# Brontekst:

========================

Wf 24 juni Herhaling stof

24 juni 2024
1 / 21
volgende
Slide 1: Tekstslide

In deze les zitten 21 slides, met tekstslides.

Onderdelen in deze les

24 juni 2024

Slide 1 - Tekstslide

Wat gaan we doen vandaag?
1. Lezen: Diataal en Diawoord afmaken
2. Thijn en Lieuwe: onderwerp bedenken voor vervangende opdracht debat.
3. Herhaling stof voor de toets
3. Vragen?  
3. Grammatica: bijvoeglijke bijzin. 
4. Oefenen met bijvoeglijke bijzin. 
5. Lesdoelen behaald?
6. Huiswerk in Plenda voor volgende week:
7. 

Slide 2 - Tekstslide

Wat weet je nog van zinsdeelzinnen?
Dit is het stappenplan zinsdeelzinnen:
1. Bepaal wat de bijzin(nen) is/zijn?
2. Geef het begin en het eind van bijzinnen aan met haakjes '(....)'.

========================

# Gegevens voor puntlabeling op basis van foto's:
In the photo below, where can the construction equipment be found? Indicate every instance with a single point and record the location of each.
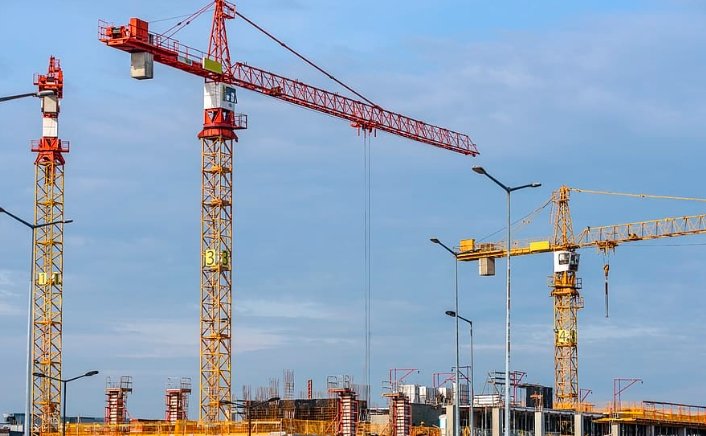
(217, 140)
(565, 283)
(48, 256)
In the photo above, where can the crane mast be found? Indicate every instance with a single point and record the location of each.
(564, 282)
(48, 258)
(218, 139)
(567, 302)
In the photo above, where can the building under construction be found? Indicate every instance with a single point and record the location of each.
(339, 412)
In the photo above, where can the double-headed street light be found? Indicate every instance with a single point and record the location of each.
(64, 383)
(473, 379)
(249, 406)
(457, 410)
(45, 93)
(30, 313)
(508, 190)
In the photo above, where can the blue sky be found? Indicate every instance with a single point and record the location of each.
(599, 95)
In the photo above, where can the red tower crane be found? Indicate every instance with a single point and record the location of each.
(217, 136)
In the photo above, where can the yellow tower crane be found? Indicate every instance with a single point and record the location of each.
(565, 284)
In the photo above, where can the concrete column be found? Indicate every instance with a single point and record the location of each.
(539, 423)
(578, 424)
(495, 425)
(449, 420)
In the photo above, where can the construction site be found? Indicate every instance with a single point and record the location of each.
(464, 401)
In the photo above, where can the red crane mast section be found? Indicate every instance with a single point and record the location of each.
(136, 37)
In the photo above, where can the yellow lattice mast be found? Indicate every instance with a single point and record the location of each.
(567, 302)
(217, 145)
(48, 255)
(565, 284)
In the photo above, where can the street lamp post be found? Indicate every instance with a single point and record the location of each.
(45, 93)
(64, 383)
(457, 410)
(30, 311)
(473, 379)
(249, 406)
(508, 190)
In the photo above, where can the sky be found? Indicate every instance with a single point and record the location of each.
(604, 95)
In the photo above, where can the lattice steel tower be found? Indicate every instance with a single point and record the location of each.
(48, 257)
(567, 302)
(217, 143)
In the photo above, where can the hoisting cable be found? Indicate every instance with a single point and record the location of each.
(367, 175)
(606, 269)
(321, 70)
(524, 220)
(181, 24)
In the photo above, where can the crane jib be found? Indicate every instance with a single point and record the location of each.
(135, 38)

========================

# Opdrachteisen:
Wat is stap 2 van het stappenplan zinsdeelzinnen in de brontekst? Antwoord alsjeblieft in één zin.

# Uitgewerkte opdracht:
Geef het begin en het eind van bijzinnen aan met haakjes '(....)'.